TASK LIST
[1] In the querencia essay, where did the family stop before heading inland to their hometown?
[2] Please continue the querencia essay from its last sentence, keeping its first-person voice.

PASSAGE
--- Start ---

I’m on vacation with my family visiting Southern California where my wife and I are from, but before we could get inland to our hometown we had a lovely stop in Santa Barbara. It was a great chance to just relax, spend some time at the beach as a family, watch the Euro Cup, write, and visit with a friend, but one surprising find came at a local used bookstore with $2.00 books. I randomly picked up a writing book called Writing Toward Home: Tales and Lessons to Find Your Way, where I came across the word “Querencia.” The book shares that ”In Spanish, querencia describes a place where one feels safe, a place from which one’s strength of character is drawn, a place where one feels at home.” At the end of describing the word more thoroughly, the book presents a writing prompt to “Write about where you feel most at home, where your querencia is.

I began writing, but as I wrote I realized I had more of a personal connection to We Are Displaced than I had previously acknowledged. I’ve never been forced to leave home because of bombs being dropped on my home and school or had mercenaries tracking me down in the trees that surrounded my village—unmistakable losses for all to see and understand—but I have had parallel ambiguous loss nonetheless. Whether it was my uncle being shot and killed steps outside the first home I remember, feeling like an other in the hometown where I was raised, or (really going back even further) my parents leaving the Caribbean to immigrate to America, these moments hold some loss that in one way or another left me feeling displaced and more recently disjoined from my ancestral home & culture.

--- End ---

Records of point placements
--- Start ---

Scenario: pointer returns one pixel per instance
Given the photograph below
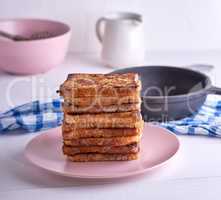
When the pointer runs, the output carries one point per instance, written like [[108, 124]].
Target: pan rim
[[180, 97]]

--- End ---

ANSWERS TO EACH TASK
[1] Santa Barbara

[2]
With these ambiguous losses, I’ve spent large portions of my life looking for my querencia—a place I feel safe and at home. I wish I could say that search is over as I’ve started feeling at home in Brooklyn, finding my voice, and seeing a connection to home that is not a physical place or reliance on others, but in earnest, I’ve felt at home before and have had that feeling disappear before. It has been a series of peaks and valleys, and though I can say I’m at another peak where I feel at home, I can’t help but ask the question—is part of the human experience just a reoccurring search for home?